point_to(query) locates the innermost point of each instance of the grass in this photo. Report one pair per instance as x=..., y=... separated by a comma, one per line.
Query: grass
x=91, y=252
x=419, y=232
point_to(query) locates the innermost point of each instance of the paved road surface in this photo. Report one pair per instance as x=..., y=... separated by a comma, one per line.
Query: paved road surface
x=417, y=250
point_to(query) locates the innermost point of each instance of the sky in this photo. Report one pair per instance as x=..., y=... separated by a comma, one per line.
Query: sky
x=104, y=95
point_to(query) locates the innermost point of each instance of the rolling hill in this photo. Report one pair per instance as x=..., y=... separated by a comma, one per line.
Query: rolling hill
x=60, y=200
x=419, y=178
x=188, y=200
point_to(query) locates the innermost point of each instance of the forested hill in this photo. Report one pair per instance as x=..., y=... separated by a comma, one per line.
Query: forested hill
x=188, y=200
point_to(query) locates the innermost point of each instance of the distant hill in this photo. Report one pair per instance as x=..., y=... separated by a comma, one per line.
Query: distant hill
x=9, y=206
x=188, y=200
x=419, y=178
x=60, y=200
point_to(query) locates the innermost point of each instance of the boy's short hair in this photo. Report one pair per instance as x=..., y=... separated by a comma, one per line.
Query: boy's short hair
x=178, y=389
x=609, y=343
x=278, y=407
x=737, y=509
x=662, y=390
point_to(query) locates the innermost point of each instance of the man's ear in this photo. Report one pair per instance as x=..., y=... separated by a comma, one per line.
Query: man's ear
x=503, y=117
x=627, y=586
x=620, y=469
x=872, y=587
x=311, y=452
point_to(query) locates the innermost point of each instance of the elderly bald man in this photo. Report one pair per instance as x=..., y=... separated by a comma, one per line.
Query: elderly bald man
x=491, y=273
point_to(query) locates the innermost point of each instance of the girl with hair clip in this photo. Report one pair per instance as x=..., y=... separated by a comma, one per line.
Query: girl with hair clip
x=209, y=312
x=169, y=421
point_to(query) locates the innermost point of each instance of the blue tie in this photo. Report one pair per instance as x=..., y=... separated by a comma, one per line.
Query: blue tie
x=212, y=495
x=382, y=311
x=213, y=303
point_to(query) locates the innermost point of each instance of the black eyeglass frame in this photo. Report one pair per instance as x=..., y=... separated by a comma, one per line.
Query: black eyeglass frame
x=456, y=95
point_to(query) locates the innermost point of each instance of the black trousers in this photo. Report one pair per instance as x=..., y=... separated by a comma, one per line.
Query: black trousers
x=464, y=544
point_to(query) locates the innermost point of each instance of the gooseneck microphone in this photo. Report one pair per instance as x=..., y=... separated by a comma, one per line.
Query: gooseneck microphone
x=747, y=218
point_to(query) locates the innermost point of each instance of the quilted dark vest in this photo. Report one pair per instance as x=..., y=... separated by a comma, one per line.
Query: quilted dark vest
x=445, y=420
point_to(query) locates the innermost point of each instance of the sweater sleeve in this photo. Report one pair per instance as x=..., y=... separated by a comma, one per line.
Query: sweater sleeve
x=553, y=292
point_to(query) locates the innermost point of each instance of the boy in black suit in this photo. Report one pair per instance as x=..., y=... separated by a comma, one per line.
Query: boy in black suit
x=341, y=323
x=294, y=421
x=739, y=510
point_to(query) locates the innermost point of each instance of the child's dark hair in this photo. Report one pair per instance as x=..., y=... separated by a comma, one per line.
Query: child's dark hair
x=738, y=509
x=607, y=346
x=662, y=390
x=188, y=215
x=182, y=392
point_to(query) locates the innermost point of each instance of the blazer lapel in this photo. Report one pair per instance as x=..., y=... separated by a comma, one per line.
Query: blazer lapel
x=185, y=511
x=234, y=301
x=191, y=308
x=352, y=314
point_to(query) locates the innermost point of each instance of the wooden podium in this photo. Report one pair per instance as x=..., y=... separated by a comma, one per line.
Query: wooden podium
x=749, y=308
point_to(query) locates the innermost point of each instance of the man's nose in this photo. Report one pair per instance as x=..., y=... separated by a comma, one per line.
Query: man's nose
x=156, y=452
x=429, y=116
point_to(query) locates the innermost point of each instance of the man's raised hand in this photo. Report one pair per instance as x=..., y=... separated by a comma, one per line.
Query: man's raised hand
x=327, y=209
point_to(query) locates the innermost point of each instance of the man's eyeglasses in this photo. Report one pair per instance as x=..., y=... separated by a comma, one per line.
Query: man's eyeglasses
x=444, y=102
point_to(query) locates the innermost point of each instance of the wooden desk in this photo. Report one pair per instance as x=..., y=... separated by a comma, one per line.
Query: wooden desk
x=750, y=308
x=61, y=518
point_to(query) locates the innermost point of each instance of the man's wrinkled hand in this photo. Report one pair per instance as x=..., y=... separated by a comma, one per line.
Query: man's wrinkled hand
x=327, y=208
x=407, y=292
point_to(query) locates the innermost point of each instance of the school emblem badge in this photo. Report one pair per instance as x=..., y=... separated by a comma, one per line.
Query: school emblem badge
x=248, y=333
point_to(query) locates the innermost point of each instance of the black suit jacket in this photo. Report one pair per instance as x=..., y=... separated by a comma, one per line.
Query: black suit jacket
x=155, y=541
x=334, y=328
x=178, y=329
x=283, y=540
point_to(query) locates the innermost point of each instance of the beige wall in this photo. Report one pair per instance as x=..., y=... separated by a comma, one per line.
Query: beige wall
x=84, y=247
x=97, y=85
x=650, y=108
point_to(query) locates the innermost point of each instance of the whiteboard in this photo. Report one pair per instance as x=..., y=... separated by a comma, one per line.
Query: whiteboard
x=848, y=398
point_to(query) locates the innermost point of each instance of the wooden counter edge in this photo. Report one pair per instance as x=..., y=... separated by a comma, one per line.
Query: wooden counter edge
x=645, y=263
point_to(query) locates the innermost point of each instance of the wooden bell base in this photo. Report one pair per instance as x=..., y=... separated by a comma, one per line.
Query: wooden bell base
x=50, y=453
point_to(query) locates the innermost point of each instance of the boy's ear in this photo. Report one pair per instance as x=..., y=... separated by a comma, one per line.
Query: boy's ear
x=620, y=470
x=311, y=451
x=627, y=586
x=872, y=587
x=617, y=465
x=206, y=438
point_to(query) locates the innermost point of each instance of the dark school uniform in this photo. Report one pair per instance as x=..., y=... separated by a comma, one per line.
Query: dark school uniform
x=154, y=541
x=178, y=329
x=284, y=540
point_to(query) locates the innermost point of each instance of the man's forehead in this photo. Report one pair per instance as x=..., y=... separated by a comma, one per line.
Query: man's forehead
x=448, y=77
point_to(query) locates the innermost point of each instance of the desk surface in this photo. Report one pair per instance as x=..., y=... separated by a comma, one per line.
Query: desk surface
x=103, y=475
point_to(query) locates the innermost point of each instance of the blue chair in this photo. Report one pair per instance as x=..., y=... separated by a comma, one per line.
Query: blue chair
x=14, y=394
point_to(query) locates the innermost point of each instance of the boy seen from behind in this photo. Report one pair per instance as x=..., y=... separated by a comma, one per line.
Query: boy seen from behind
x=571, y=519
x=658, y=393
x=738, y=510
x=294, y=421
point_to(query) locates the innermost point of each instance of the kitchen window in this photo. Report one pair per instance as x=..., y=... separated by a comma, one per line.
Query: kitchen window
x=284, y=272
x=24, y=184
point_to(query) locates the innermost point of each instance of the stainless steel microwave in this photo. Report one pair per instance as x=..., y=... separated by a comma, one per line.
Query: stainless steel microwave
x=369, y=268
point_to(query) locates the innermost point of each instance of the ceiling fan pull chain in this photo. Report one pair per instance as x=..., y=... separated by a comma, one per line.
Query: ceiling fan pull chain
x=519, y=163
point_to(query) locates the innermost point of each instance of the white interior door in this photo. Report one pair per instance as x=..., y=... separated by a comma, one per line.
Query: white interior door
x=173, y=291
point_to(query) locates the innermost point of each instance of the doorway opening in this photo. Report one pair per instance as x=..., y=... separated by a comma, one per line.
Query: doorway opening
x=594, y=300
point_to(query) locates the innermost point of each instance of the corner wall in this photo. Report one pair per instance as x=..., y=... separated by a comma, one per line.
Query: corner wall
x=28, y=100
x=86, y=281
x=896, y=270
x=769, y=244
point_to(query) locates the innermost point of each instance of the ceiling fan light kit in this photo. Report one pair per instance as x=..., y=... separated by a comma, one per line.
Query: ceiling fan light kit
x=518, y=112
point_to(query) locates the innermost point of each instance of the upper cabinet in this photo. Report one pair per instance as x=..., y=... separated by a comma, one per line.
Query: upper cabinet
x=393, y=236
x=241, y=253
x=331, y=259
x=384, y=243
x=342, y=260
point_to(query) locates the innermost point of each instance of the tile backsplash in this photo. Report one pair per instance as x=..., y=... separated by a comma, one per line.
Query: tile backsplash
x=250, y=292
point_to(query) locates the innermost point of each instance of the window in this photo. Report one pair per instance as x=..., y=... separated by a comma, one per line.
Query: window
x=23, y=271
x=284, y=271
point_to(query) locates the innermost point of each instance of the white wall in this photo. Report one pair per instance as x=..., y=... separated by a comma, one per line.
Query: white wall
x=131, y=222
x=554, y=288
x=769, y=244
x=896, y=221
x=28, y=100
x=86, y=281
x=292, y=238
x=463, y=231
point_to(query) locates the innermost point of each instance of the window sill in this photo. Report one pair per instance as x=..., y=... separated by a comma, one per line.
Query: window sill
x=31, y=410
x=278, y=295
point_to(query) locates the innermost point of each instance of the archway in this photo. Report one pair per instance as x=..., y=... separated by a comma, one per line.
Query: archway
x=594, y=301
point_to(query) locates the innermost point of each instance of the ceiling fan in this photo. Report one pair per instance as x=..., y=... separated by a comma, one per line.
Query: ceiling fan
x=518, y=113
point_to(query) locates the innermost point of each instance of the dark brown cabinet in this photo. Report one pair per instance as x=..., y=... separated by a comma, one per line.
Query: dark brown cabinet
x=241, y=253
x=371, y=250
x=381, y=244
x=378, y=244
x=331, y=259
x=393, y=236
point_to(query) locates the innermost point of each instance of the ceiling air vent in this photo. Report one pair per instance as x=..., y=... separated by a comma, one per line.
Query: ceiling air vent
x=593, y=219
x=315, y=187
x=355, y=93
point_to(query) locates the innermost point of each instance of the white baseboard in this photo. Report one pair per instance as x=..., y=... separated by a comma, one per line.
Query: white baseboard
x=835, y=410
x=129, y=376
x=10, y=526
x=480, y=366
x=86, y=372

= = = =

*To do*: Revise the entries from the line with "of the school" to the line with "x=248, y=333", replacing "emblem" with "crest" and keeping everything else unchanged. Give only those lines.

*Solution to this exercise*:
point_to(query) locates the innermost point of each instance of the school crest badge in this photo. Report one pair per instance as x=..., y=... separated by a comma, one per line.
Query: school crest badge
x=248, y=333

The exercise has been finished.